[INSTRUCTION A]
Copy the following rows word for word, starting at the row line containing "One marker serves each instance of the puppy's ear." and continuing up to and including the row line containing "One marker serves each instance of the puppy's face.".

[EXCERPT]
========

Harrington became a well known figure in the Harlem Renaissance of the 1930s largely due to his single panel cartoons for the Amsterdam News under the title, "Dark Laughter". The cartoon featured a character named Bootsie that Harrington described as "a well-fed but soulful character".

Bootsie was a typical African American man dealing with life in Harlem. The cartoon often dealt with issues of racial inequality, segregation and poverty. On the basis of his work, Harrington was accepted at Yale to complete his degree, but World War II intervened. He chronicled the life of an African American aviator in a comic called "Jive Gray" for the next decade, along with continuing the adventures of Bootsie in "Dark Laughter".

Ollie Harrington

During the war, the Pittsburgh Courier sent Harrington to Europe to draw political cartoons about life of African American soldiers on the front lines. There he met Walter White who was the executive secretary of the NAACP.

========

[INSTRUCTION B]
Answer these questions about the passage on Ollie Harrington:
(i) In which newspaper did the single panel cartoons titled "Dark Laughter" appear?
(ii) What was the name of the comic that chronicled the life of an African American aviator?
(iii) Which newspaper sent Harrington to Europe during the war?

[THE RECORDS]
========

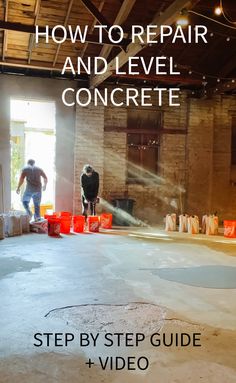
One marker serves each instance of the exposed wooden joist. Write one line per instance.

========

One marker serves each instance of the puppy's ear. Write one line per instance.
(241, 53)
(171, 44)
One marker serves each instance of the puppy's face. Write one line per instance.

========

[FINAL ANSWER A]
One marker serves each instance of the puppy's ear. Write one line per instance.
(241, 53)
(171, 44)
One marker serves each instance of the puppy's face. Write one line per instance.

[FINAL ANSWER B]
(i) The Amsterdam News
(ii) "Jive Gray"
(iii) The Pittsburgh Courier